TASK DESCRIPTION
Would you return all of this data exactly, leaving nothing out?

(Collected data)
════════════════════
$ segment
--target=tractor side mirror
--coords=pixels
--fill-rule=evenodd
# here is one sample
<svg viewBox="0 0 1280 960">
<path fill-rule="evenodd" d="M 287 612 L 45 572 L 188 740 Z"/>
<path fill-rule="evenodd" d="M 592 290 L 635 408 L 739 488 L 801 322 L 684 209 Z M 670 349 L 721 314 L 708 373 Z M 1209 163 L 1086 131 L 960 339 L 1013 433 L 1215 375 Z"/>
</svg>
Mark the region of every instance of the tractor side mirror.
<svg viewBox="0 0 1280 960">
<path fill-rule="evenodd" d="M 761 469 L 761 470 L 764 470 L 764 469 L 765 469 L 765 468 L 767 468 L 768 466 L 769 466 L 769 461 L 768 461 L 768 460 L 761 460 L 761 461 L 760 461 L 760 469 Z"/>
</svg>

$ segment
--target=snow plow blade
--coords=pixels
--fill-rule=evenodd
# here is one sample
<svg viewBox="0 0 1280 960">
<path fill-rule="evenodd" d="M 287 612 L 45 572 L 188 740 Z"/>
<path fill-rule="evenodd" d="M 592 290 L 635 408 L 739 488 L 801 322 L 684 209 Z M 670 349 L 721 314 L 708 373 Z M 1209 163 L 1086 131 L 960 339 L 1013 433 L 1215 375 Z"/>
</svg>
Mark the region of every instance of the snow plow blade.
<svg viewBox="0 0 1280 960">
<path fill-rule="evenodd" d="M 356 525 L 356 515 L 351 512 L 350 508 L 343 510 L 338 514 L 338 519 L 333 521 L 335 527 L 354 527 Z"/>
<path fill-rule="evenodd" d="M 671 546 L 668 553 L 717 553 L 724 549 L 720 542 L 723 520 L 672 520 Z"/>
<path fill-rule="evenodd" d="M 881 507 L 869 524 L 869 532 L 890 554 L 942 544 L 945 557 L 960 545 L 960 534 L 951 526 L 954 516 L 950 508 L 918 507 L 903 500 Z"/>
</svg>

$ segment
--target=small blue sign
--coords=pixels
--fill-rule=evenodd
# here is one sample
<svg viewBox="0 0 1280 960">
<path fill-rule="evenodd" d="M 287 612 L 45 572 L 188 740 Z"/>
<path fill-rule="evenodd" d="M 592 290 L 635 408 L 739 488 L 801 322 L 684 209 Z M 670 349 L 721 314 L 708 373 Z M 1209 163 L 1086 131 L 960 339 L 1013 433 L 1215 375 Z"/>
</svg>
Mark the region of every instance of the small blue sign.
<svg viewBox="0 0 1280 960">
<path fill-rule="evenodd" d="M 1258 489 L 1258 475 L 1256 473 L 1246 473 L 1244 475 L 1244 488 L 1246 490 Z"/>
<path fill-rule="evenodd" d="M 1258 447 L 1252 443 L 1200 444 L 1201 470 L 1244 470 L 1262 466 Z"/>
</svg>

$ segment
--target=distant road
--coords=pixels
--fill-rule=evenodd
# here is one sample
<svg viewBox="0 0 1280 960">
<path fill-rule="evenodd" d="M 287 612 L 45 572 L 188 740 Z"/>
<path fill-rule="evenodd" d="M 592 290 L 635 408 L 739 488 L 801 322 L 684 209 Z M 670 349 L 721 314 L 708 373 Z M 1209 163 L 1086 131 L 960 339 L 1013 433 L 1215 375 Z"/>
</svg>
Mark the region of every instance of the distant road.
════════════════════
RESULT BELOW
$ segment
--target=tractor side mirror
--coords=pixels
--fill-rule=evenodd
# here is one sample
<svg viewBox="0 0 1280 960">
<path fill-rule="evenodd" d="M 287 612 L 45 572 L 188 740 Z"/>
<path fill-rule="evenodd" d="M 592 290 L 635 408 L 739 488 L 801 322 L 684 209 Z M 670 349 L 721 314 L 708 373 Z M 1209 163 L 1086 131 L 960 339 L 1013 433 L 1215 375 Z"/>
</svg>
Mark the region of every instance of the tractor side mirror.
<svg viewBox="0 0 1280 960">
<path fill-rule="evenodd" d="M 761 469 L 761 470 L 764 470 L 764 469 L 765 469 L 765 468 L 767 468 L 768 466 L 769 466 L 769 461 L 768 461 L 768 460 L 761 460 L 761 461 L 760 461 L 760 469 Z"/>
</svg>

$ segment
--target=snow plow blade
--coords=pixels
--fill-rule=evenodd
# here is one sample
<svg viewBox="0 0 1280 960">
<path fill-rule="evenodd" d="M 287 612 L 45 572 L 188 740 Z"/>
<path fill-rule="evenodd" d="M 592 290 L 635 408 L 739 488 L 801 322 L 684 209 Z M 670 349 L 721 314 L 708 373 Z M 1209 163 L 1086 131 L 960 339 L 1013 433 L 1215 375 Z"/>
</svg>
Mark the region of every instance of the snow plow blade.
<svg viewBox="0 0 1280 960">
<path fill-rule="evenodd" d="M 356 525 L 356 515 L 351 512 L 350 508 L 343 510 L 338 514 L 338 519 L 333 521 L 335 527 L 354 527 Z"/>
<path fill-rule="evenodd" d="M 671 546 L 668 553 L 717 553 L 724 549 L 720 542 L 723 520 L 672 520 Z"/>
<path fill-rule="evenodd" d="M 881 507 L 869 524 L 869 532 L 890 554 L 942 544 L 945 557 L 960 545 L 960 534 L 951 526 L 954 516 L 950 508 L 918 507 L 903 500 Z"/>
</svg>

$ segment
--target=small blue sign
--coords=pixels
--fill-rule=evenodd
# here is one sample
<svg viewBox="0 0 1280 960">
<path fill-rule="evenodd" d="M 287 612 L 45 572 L 188 740 Z"/>
<path fill-rule="evenodd" d="M 592 290 L 635 408 L 739 488 L 801 322 L 684 209 Z M 670 349 L 721 314 L 708 373 Z M 1209 163 L 1086 131 L 960 339 L 1013 433 L 1215 375 Z"/>
</svg>
Mark the region of every instance of the small blue sign.
<svg viewBox="0 0 1280 960">
<path fill-rule="evenodd" d="M 1258 489 L 1258 475 L 1256 473 L 1246 473 L 1244 475 L 1244 488 L 1246 490 Z"/>
<path fill-rule="evenodd" d="M 1258 447 L 1252 443 L 1200 444 L 1201 470 L 1244 470 L 1262 466 Z"/>
</svg>

$ segment
--target=distant road
--coords=pixels
--fill-rule=evenodd
# here is one sample
<svg viewBox="0 0 1280 960">
<path fill-rule="evenodd" d="M 287 612 L 45 572 L 188 740 Z"/>
<path fill-rule="evenodd" d="M 592 290 L 635 408 L 739 488 L 801 322 L 684 209 Z M 670 349 L 721 314 L 708 373 Z M 1209 163 L 1086 131 L 960 339 L 1013 433 L 1215 375 Z"/>
</svg>
Mark the region of every instance of the distant road.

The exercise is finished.